» What is required
A verbatim copy of every entry is required. Produce it now.

(Source records)
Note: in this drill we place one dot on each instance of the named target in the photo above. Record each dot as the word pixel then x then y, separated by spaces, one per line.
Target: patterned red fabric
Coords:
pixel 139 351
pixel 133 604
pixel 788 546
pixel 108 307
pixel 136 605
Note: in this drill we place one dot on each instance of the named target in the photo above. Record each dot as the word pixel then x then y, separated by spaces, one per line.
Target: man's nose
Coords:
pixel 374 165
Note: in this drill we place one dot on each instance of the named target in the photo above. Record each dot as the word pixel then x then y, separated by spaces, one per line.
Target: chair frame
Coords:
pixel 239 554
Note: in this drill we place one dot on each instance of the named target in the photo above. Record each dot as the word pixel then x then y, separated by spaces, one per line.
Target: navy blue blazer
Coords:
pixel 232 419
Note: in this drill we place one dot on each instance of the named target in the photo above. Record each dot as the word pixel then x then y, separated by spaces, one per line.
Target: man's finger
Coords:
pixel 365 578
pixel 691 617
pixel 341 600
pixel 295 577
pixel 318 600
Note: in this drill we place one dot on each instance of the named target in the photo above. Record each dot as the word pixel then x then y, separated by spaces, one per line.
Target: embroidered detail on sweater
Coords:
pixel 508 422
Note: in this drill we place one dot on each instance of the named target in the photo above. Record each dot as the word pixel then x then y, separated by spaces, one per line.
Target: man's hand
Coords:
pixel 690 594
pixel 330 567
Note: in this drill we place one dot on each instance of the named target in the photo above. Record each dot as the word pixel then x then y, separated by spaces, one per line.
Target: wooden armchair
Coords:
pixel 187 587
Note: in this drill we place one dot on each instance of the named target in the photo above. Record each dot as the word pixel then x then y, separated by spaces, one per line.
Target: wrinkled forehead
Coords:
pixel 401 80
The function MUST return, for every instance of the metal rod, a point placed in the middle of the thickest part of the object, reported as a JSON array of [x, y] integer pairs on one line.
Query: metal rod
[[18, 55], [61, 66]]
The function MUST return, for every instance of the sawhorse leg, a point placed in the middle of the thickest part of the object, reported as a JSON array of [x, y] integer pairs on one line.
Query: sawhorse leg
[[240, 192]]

» Task result
Note: in this drill we place one dot on each instance of the named target in the photo above. Record each dot as the word pixel then x then y, separated by spaces, one per line.
Target: patterned red fabric
Coords:
pixel 139 351
pixel 133 604
pixel 788 546
pixel 108 307
pixel 136 605
Note: in this drill we place one dot on each instance of the named target in the photo above. Record each dot as the word pixel then x then y, separated by spaces, one per line.
Target: man's nose
Coords:
pixel 374 165
Note: in this drill we place one dot on each instance of the named target in the photo above. Record each dot as the word pixel then x then y, separated by spaces, one per line.
Target: chair frame
Coords:
pixel 239 554
Note: in this drill we place one dot on each instance of the named target in the photo above. Record each dot as the word pixel then x then y, separated by spaces, one per line.
Target: navy blue blazer
Coords:
pixel 232 419
Note: in this drill we place one dot on each instance of the named target in the photo above. Record each dot as the word pixel then x then y, separated by spaces, one per line.
Target: man's finger
Coords:
pixel 365 578
pixel 691 617
pixel 341 600
pixel 295 577
pixel 318 600
Note: in this drill we place one dot on each instance of the named target in the photo above. Record each dot as the word pixel then x then y, separated by spaces, one per line.
Target: embroidered detail on sweater
Coords:
pixel 508 422
Note: in this drill we place one dot on each instance of the named target in the photo above. Record each dot as the word pixel then x then y, separated by spaces, one per line.
Target: man's hand
Coords:
pixel 690 594
pixel 330 567
Note: in this drill we place one dot on each instance of the named target in the photo above. Record each dot as the word pixel then x then y, separated by spaces, one per line.
Target: wooden armchair
Coords:
pixel 187 587
Note: in this drill we place one dot on each instance of the named target in the photo above. Record each dot as the word pixel then x then y, separated by spaces, one per line.
Target: wrinkled forehead
Coords:
pixel 401 80
The function MUST return, for every instance of the metal rod, a point placed in the middle of the thickest part of the object, reported as a JSON array of [x, y] integer pairs on one line.
Query: metal rod
[[18, 55], [61, 66]]
The function MUST return, for every instance of the sawhorse leg, a point placed in the middle of the thickest part of the object, reported as a JSON array of [x, y] integer pairs on one line.
Query: sawhorse leg
[[240, 192]]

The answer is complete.